Assigned task 1: According to the passage on neural network pruning, what is the name of the tool the study developed?
Assigned task 2: Continue the passage on neural network pruning from where it stops.

Passage:
────────────────────────────────────────

However, the pruning of ANNs is a computationally expensive task that often limits its application to real-life problems where datasets may contain a large number of samples and data features. Therefore, speeding up the pruning process is essential for many practical applications. Although pruning algorithms of the OBS types are not entirely parallelizable, certain computationally intensive parts are, which lead to a significant speedup on multicore processors. For the reasons mentioned above, this study aims to develop a user-friendly tool with several implemented parallelized ANN pruning algorithms able to cope with complex or medium size data. For this, we developed DANNP tool, which implements several parallelized variants of ANN pruning algorithms. We demonstrated the efficiency and utility of the implemented algorithms in the DANNP tool on several small to medium size benchmark datasets. Moreover, as a useful by-product of the ANN pruning, the pruning process selects the most useful data features for the problem in hand. The application of the FS methods to find a subset of features to train a classification model is often used to derive simpler and faster models. Although in many cases the reduced number of features may result in improved performance, the feature subset is not always capable of describing the data accurately and may frequently result in models with inferior performance. In this study, we demonstrate that the selected features result in similar or improved classification performance in comparison with several state-of-the-art FS methods on the considered datasets.

────────────────────────────────────────

Record excerpts:
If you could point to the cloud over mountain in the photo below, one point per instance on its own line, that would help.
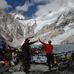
(3, 4)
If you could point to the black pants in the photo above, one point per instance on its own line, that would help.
(26, 59)
(50, 60)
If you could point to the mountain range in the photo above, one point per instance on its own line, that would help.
(57, 26)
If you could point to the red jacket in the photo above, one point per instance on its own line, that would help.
(48, 48)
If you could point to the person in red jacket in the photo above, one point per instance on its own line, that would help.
(49, 53)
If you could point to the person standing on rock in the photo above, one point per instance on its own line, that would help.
(49, 53)
(26, 54)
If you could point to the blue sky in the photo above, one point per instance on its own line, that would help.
(29, 7)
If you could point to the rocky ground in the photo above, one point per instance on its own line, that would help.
(37, 69)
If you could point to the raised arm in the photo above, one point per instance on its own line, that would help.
(32, 42)
(42, 42)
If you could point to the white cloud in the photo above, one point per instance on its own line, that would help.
(3, 4)
(55, 5)
(25, 7)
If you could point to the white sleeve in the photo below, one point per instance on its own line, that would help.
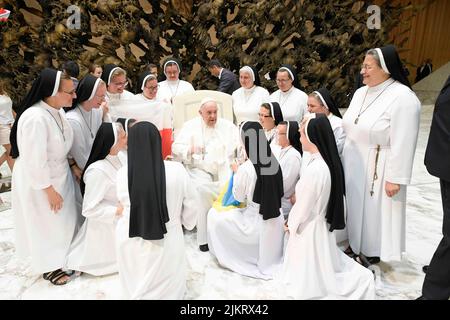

────────────────────────────────────────

Written response 1: DANNP

Written response 2:
Materials and Methods

In this section, we first define the Hessian-based pruning algorithm and the implemented modifications for the parallelization of the code, followed by the details on the FS methods. Finally, we describe the datasets and model evaluation procedure to assess the performance of the DANNP tool.

Hessian-based pruning formulation and DANNP parallelization

The OBS uses the second-order information of the error function and measures the saliency of the ANN weights. The algorithm evaluates the saliency by the effect on the error function when the ANN weight vector w is perturbed. Therefore, the algorithm aims to determine the weights that cause the least increase of the error function E. The error function may be approximated by a Taylor series as follows (Hassibi, Stork & Wolff, 1993):

$E (w) ≅ E (w + Δ w) = E (w) + E^{'} (w) Δ w + \frac{1}{2} E^{″} (w) Δ w^{2} + \dots$ $Δ E = E (w + Δ w) - E (w) = E^{'} (w) Δ w + \frac{1}{2} E^{″} (w) Δ w^{2} + \dots$ (1) $Δ E = E^{'} (w) Δ w + \frac{1}{2} Δ w^{T} H Δ w + \dots$

where E′(w) is the first-order derivative of E with respect to w (the gradients vector); H is the H matrix determined as H = ∂²E∕∂w², i.e., as the second-order derivative of E with respect to w. The approximation of the H-inverse is obtained via an iterative procedure as follows (Hassibi, Stork & Wolff, 1993): (2) ${(H^{m + 1})}^{- 1} = {(H^{m})}^{- 1} - \frac{{(H^{m})}^{- 1} \cdot g_{Δ w}^{m + 1} \cdot g_{Δ w}^{{[m + 1]}^{T}} \cdot {(H^{m})}^{- 1}}{p + g_{Δ w}^{{[m + 1]}^{T}} \cdot {(H^{m})}^{- 1} \cdot g_{Δ w}^{[m + 1]}}$

where ${(H^{0})}^{- 1} = α^{- 1} I$ , I is the identity matrix and α is a small scalar; $g_{Δ w}^{m + 1}$ is the gradient vector from the backpropagation calculations in iteration m + 1, where m denotes the number of iterations; p is a scalar that represents the number of training samples. The H matrix is of size v², where v is the total number of weights in the network.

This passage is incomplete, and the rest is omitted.